▶ [The task]: Return verbatim the line containing "Practice step: locate the garden" together with all lines that follow it, through the end of the records.

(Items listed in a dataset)
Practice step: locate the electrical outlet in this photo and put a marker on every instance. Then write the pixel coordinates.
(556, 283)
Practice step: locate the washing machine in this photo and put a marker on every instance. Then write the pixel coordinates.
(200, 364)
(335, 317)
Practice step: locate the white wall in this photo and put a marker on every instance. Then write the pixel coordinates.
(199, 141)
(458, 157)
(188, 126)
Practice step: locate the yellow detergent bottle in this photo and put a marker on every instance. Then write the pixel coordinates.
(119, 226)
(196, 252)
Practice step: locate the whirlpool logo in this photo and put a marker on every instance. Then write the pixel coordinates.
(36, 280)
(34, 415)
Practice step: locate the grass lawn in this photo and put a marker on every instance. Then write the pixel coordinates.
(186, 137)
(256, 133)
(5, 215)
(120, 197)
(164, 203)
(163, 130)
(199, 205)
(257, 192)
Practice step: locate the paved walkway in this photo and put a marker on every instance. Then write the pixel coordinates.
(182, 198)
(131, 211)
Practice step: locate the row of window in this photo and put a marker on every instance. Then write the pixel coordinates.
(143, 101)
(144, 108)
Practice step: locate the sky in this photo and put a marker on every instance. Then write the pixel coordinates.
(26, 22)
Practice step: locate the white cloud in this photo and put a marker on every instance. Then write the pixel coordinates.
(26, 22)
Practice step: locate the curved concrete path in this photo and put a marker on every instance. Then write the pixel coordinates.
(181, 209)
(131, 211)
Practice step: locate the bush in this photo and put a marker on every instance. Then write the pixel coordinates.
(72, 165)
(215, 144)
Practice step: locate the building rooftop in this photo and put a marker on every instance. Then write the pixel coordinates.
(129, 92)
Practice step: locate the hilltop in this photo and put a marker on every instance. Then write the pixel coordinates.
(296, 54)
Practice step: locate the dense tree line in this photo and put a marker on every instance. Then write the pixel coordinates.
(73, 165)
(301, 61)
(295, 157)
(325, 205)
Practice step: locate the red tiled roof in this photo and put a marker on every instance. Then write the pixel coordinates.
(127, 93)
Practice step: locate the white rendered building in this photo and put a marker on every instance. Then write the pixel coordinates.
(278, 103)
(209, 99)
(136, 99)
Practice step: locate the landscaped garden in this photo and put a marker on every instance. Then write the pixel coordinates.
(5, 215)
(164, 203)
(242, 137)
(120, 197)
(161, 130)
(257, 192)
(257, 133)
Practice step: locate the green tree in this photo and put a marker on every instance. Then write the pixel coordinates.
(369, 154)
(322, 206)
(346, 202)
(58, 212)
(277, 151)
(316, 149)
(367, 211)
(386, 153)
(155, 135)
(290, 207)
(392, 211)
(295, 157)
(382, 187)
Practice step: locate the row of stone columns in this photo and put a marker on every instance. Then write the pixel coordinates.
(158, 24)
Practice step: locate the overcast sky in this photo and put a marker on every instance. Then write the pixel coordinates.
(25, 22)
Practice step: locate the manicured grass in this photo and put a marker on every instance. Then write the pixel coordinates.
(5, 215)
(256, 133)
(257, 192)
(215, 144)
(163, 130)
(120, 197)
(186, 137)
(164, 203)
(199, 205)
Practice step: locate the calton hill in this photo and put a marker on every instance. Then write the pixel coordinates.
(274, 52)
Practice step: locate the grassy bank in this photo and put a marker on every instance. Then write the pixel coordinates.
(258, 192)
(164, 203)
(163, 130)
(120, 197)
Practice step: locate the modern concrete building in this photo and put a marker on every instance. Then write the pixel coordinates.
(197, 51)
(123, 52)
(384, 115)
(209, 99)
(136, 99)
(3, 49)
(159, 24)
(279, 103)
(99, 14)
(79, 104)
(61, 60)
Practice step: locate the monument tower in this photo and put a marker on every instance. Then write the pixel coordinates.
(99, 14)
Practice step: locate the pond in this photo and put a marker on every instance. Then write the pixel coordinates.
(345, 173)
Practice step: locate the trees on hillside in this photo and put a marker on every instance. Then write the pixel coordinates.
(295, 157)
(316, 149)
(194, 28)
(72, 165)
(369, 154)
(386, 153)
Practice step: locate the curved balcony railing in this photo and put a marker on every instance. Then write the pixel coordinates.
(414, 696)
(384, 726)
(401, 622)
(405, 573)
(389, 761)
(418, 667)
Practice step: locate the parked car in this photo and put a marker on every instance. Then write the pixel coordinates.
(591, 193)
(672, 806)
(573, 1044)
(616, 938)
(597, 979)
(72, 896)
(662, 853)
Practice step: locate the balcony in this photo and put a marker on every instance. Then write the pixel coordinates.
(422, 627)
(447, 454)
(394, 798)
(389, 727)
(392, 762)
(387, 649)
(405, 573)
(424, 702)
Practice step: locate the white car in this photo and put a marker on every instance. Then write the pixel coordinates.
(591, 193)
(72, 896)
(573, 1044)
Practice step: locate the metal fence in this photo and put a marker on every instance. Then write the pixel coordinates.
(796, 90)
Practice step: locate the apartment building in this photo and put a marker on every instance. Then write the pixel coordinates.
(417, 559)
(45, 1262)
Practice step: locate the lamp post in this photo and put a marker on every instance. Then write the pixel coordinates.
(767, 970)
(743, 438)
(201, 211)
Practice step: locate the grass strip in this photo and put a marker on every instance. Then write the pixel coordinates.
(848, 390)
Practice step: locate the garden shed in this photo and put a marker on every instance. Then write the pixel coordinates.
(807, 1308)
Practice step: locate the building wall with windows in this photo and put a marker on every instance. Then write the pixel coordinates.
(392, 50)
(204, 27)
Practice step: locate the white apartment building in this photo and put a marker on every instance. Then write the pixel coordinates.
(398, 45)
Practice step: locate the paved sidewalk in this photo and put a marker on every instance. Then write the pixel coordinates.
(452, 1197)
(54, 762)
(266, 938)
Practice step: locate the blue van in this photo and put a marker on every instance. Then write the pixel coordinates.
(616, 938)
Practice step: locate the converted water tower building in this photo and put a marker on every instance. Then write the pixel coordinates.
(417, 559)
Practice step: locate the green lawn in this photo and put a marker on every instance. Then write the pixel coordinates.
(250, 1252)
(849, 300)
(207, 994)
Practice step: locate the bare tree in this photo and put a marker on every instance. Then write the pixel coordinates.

▶ [Task answer]:
Practice step: locate the garden shed in this photo and put a marker on every instance. Then write the pixel coordinates.
(807, 1308)
Practice step: locate the building wall with windows in this photo and put a marker on every instance. Then write the pixel coordinates.
(392, 50)
(204, 27)
Practice step: locate the white apartment building in this photo and put a marker on every instance. Then write the pixel coordinates.
(398, 45)
Practice step: locate the paved sidewalk in this photo and put a marker on every instance. Then write the pixel coordinates.
(452, 1197)
(54, 762)
(266, 938)
Practice step: locate the blue van in this photo and put a marker on every instance. Then write the pixel coordinates.
(616, 938)
Practice step: locate the converted water tower building in this photo and put a marker on every instance. Then write the pixel coordinates.
(417, 559)
Practice step: locate the green lawn in this photo and put a marker on every instance. Then write the pixel coordinates.
(250, 1252)
(849, 300)
(207, 994)
Practice step: locate the bare tree in this photo and put a marker on every instance. Then write the pixel coordinates.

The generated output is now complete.